René Barjavel est l’un de mes auteurs de science-fiction préféré, avec Philip K. Dick ; ses romans sont moins « noirs » que ceux de ce dernier, mais bien souvent tout aussi désespérés. Parmi les plus connus de ses romans d’anticipation, on peut citer le très magnifique « la Nuit des Temps » ainsi que Ravage, le Grand Secret, le Voyageur Imprudent, ou encore L’Enchanteur dans lequel il revisite avec beaucoup d’humour la quête des chevaliers de la Table Ronde … Il est aussi connu grâce à d’autres romans tels que Tarendol et les Chemins de Katmandou.
De 1969 à 1975, il a aussi écrit une suite de chroniques (Les Années de la Lune, Les Années de la Liberté et Les Années de l’Homme) que j’ai eu le plaisir de découvrir par hasard dans l’étal d’un bouquiniste. Celles-ci sont le fruit de ses réflexions sur les événements de cette époque, mais le plus étonnant est la vision dont il faisait preuve quant à leurs évolutions futures, en effet il évoquait déjà à cette époque les nombreux problèmes que risquait de rencontrer notre société actuelle (chômage, pollution, entassement des populations, délinquance, etc.).
════════════════
• _Consignes_
• a. Recopiez le passage du texte sur René Barjavel qui commence par « René Barjavel est » et se termine par « Chemins de Katmandou. ».
• b. D'après le texte sur René Barjavel, pourquoi ses chroniques écrites de 1969 à 1975 sont-elles étonnantes ? Répondez en une à trois phrases.
• c. Les affirmations suivantes sont-elles conformes au texte sur René Barjavel ? Pour chacune, répondez par oui ou par non et citez les mots du texte qui permettent de trancher.
(i) Barjavel a écrit ses chroniques entre 1969 et 1975.
(ii) Les romans de Barjavel sont plus « noirs » que ceux de Philip K. Dick.
(iii) Dans L'Enchanteur, Barjavel revisite la quête des chevaliers de la Table Ronde.
Les lignes qui suivent forment un matériau distinct, sans rapport avec le texte sur René Barjavel.

• _Données enregistrées_
════════════════
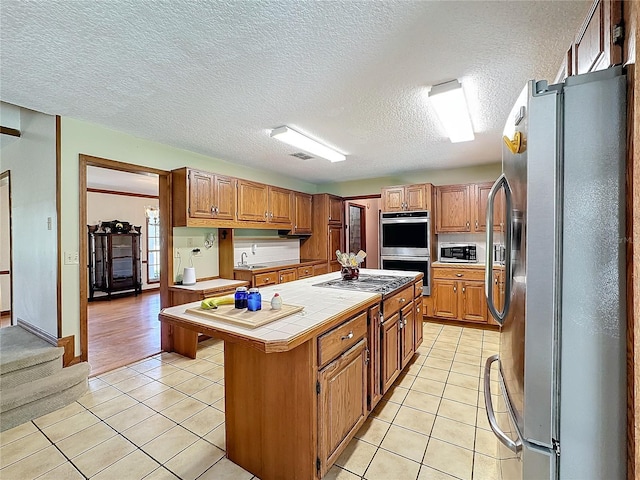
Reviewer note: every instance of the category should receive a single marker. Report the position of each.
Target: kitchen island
(298, 389)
════════════════
• _Vos réponses_
• a.
René Barjavel est l’un de mes auteurs de science-fiction préféré, avec Philip K. Dick ; ses romans sont moins « noirs » que ceux de ce dernier, mais bien souvent tout aussi désespérés. Parmi les plus connus de ses romans d’anticipation, on peut citer le très magnifique « la Nuit des Temps » ainsi que Ravage, le Grand Secret, le Voyageur Imprudent, ou encore L’Enchanteur dans lequel il revisite avec beaucoup d’humour la quête des chevaliers de la Table Ronde … Il est aussi connu grâce à d’autres romans tels que Tarendol et les Chemins de Katmandou.

• b. Ses chroniques sont étonnantes par la vision qu'il avait de l'évolution future des événements de son époque. Dès ce moment, il évoquait déjà les nombreux problèmes que risquait de rencontrer notre société actuelle, comme le chômage, la pollution, l'entassement des populations ou la délinquance.

• c.
(i) Oui : « De 1969 à 1975, il a aussi écrit une suite de chroniques ».
(ii) Non : « ses romans sont moins « noirs » que ceux de ce dernier ».
(iii) Oui : « dans lequel il revisite avec beaucoup d’humour la quête des chevaliers de la Table Ronde ».